Copy each of the following lines verbatim, preserving every character, tab, and line break.

**** SUPPLIED RECORDS

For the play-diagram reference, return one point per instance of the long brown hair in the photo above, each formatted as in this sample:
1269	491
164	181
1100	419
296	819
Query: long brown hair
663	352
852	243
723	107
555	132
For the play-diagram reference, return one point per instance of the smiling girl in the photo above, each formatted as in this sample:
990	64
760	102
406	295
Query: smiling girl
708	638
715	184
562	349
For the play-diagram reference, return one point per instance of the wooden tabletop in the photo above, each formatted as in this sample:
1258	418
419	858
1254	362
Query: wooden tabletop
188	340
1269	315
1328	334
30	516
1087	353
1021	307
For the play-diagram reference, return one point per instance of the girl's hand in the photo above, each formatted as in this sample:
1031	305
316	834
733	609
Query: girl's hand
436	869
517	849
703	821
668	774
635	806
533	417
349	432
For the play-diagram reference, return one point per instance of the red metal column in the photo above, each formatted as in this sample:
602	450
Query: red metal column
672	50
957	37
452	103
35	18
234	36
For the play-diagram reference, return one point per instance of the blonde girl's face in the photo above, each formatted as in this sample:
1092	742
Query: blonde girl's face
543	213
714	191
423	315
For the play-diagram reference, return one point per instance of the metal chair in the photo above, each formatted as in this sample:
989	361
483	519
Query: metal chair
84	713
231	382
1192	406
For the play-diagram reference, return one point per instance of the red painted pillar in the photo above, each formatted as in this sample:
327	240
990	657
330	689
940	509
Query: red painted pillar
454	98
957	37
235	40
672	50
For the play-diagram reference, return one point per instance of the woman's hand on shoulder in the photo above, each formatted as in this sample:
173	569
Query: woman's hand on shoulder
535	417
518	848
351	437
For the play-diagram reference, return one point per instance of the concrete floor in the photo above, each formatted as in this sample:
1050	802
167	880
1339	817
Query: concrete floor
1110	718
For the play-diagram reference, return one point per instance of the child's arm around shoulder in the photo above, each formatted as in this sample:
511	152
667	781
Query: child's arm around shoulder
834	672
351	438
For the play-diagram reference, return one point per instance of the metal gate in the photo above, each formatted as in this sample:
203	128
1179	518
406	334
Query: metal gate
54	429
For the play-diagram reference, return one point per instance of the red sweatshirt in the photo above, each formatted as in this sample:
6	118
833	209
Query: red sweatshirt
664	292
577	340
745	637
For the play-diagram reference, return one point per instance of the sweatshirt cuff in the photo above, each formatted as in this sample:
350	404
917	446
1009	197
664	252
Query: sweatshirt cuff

********

- _REPLY TO THE EXERCISE_:
For the play-diagram reference, return one point per instance of the long brown hair in the photo above, each formatted as in this sample:
1269	491
164	181
1100	419
296	819
Query: long brown hair
663	352
852	243
723	107
555	132
For the play-diagram reference, return one point per instance of the smiling girl in the photo above, each formatted as in this sample:
990	64
760	102
406	295
Query: smiling girl
708	638
715	184
562	349
For the play-diagram reference, return one point per instance of the wooden tabletop in the photo above, each formatted as in this sample:
1258	418
419	858
1254	362
Query: wooden tabletop
188	340
1269	315
1328	334
30	516
1087	353
1021	307
For the play-diagram reference, return one point per instance of the girl's hand in the photo above, each formatted as in this sample:
1031	305
316	834
733	609
Query: girl's hand
436	869
517	849
703	821
668	774
635	806
533	417
349	432
For the play-diagram reference, return one point per instance of the red metal column in the photo above, each formatted as in this sample:
602	450
Query: red metal column
672	50
957	37
452	103
35	18
234	36
For the play-diagram reference, return one point per instance of the blonde girl's face in the photo above, each formatted as in this sample:
1092	742
Query: blonde girl's face
543	213
714	191
423	315
For the play-diagram reference, return one point per instance of the metal chair in the photo above, each formatted as in this sample:
989	361
483	519
Query: metal chair
84	713
231	382
1192	406
For the play-diagram reference, return one point per instance of the red painted pillar in the photo above, each formatted as in this sample:
327	240
990	657
330	689
940	509
Query: red painted pillar
454	98
957	37
235	40
672	50
For the play-diagram reference, return one point per instance of the woman's hand on shoulder in the photo above, each formatted as in this sample:
173	569
Query: woman's hand on shoulder
535	417
518	848
351	437
For the play-diagram reference, return one point per instance of the concrete floor in the photo above, each formatted as in this sample:
1050	802
167	880
1339	817
Query: concrete floor
1110	718
For the play-diagram reference, return one point per instance of the child's arm around shoulder in the photo above, each formatted as in this sample:
511	152
667	781
Query: child's arm around shoulder
834	672
351	438
For the play-diagram reference, return one point per instance of the metal gate in the photo above, each formatted as in this sample:
203	128
1179	518
406	334
Query: metal gate
54	429
For the play-diagram reference, return one point per instance of the red sweatshirt in the photo above, each formatted as in this sample:
6	118
833	209
Query: red sweatshirt
664	292
577	340
745	637
For the play-diagram reference, return one point per instance of the sweatshirt cuff in the photo above, each formatted as in this sample:
350	404
917	446
1009	197
664	252
Query: sweatshirt cuff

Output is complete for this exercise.